### YOUR INSTRUCTIONS:
Decide whether each statement agrees with the text on fallen leaves, and answer yes or no with the deciding words quoted from it. 1. The fallen leaves help insulate the forest floor during winter. 2. Southern Appalachian forests must be fertilized to stay productive. 3. Leaves removed from lawns and gardens always end up in a compost pile.

Archived Outdoors

Notes from a plant nerd: Pushing Leaves

Fallen leaves like this tulip-poplar leaf provide a natural fertilizer, as well as winter shelter for a variety of animals and insects. Adam Bigelow photo Fallen leaves like this tulip-poplar leaf provide a natural fertilizer, as well as winter shelter for a variety of animals and insects. Adam Bigelow photo

Every year, the fallen leaves blanket the forest floor in the fall. And every spring the wildflowers have no trouble pushing up through them to bloom.

They’ve had this relationship worked out for a very long time. This carpet of leaves helps to insulate the forest floor for the winter, providing shelter and food for overwintering insects, fungi and worms. These leaves also contribute nutrients to the decomposition process that is a foundation of the soil food web, a community of organisms living in the soil that includes bacteria, fungi, other microbes and plant roots. 

Nobody needs to clean up the forest floor from this so-called leaf-litter and nobody needs to fertilize the forest. Yet Southern Appalachian forests are among the most productive ecosystems in the world. Neither do you need to clean up the leaves around your home or fertilize the plants and trees for that matter. All you need to do is leave the leaves. Yet every year out come the leaf blowers, leaf bags and vacuum trucks blowing and sucking up the leaves to get them out of lawns and gardens, often sending them to a landfill, or hopefully to a compost pile at least.

### EXTRACTED INFORMATION:
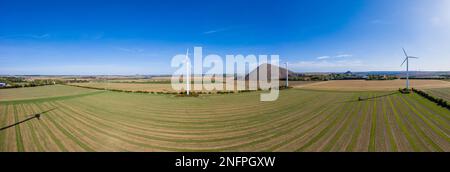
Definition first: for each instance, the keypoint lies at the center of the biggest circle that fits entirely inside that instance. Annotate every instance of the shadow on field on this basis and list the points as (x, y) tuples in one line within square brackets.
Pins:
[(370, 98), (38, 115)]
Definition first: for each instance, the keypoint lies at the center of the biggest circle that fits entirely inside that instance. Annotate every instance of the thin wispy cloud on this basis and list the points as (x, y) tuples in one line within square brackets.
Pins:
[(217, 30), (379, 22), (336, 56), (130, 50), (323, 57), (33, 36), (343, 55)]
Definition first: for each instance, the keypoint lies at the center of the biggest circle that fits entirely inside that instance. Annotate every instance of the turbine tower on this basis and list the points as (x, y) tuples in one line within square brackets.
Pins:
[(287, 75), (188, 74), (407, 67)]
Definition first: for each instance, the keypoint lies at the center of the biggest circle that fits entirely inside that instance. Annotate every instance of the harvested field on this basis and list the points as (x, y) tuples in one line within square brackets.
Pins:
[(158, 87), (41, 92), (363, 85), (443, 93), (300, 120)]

==

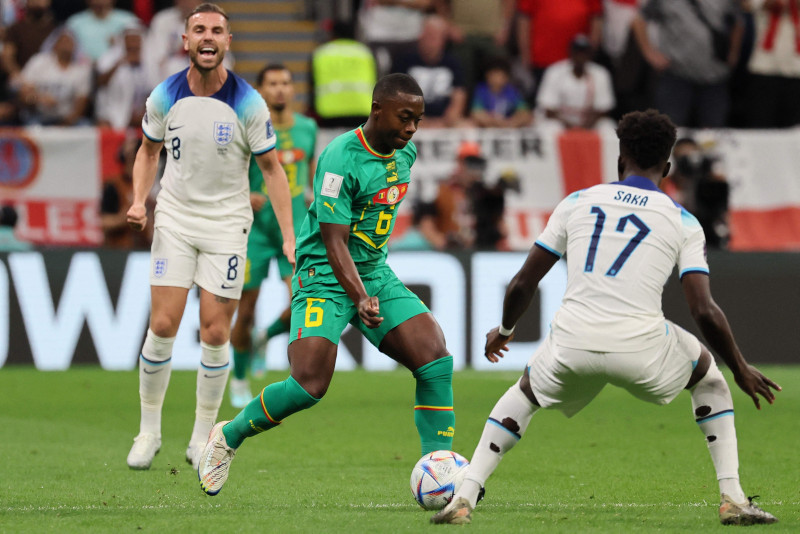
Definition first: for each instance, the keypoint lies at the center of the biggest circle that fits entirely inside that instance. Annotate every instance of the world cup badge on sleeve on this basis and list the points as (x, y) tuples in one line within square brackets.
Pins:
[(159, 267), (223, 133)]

### ANSWER FOR THE TASK:
1. Yes: "This carpet of leaves helps to insulate the forest floor for the winter"
2. No: "nobody needs to fertilize the forest. Yet Southern Appalachian forests are among the most productive ecosystems in the world."
3. No: "often sending them to a landfill, or hopefully to a compost pile at least."